Excerpt to read below:
It should be a requirement for an email message to get through even ONE server
beyond its point of origin, that the message have the real point of origin in it
and that the point of origin be listed in the text of the message as well as in
the header. Any message in which the originator is not named and traceable via
FINGER, with a validated account, can simply be dropped. It is easy enough to
reject unwanted mail, provided you have a list of acceptable sources.

THERE HAS GOT TO BE ACCOUNTABILITY on the internet. If your name, and home
address were in every message you send, you would probably not send unsolicited
email. If someone found you spoofing addresses in order to support spamming
with, 2^n messages, they should be awarded 2^n bucks, which you should pay, with
your 20 hour-per-day labor at $0.50/hour for however long it takes.
Additionally, you should be fined 2^n bucks per bit, for wasting the bandwidth.

If you don't want to surrender your anonymity, we'll simply all have to put up
with the SPAM. Now, I get a bit of SPAM from time to time, maybe as much as 20%
of my mail, but it's pretty easy to recognize and delete. What annoys me is
that it takes more bandwidth to reject the stuff than simply to delete it.


----- Original Message -----
From: "Sellam Ismail" <foo_at_siconic.com>
To: <classiccmp_at_classiccmp.org>
Sent: Tuesday, June 19, 2001 1:16 PM
Subject: Re: Wave of the Future (Spam)
End of Excerpt to read.
Record excerpts below:
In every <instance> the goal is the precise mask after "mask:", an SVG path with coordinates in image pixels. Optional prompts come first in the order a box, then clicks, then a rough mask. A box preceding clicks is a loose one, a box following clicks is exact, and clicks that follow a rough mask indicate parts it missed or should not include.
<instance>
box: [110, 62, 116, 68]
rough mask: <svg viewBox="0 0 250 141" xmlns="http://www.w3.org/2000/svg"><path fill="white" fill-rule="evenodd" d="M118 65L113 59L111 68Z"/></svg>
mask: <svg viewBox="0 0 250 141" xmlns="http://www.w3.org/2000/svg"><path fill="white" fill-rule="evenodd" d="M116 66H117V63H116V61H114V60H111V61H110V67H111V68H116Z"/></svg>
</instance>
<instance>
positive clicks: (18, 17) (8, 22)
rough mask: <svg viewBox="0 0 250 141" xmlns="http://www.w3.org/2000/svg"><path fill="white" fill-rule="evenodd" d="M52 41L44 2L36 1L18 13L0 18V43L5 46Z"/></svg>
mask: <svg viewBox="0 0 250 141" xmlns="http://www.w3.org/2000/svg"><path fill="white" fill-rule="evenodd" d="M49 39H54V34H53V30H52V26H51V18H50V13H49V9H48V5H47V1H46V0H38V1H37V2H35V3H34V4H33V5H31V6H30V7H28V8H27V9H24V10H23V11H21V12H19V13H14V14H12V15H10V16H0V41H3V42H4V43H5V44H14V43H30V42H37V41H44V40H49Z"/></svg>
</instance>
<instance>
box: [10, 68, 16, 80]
End of Record excerpts.
* _How to complete this task_
Reproduce the passage of the email on spam word for word, starting at "If you don't" and ending at "to delete it.".

* _Exercise solution_
If you don't want to surrender your anonymity, we'll simply all have to put up
with the SPAM. Now, I get a bit of SPAM from time to time, maybe as much as 20%
of my mail, but it's pretty easy to recognize and delete. What annoys me is
that it takes more bandwidth to reject the stuff than simply to delete it.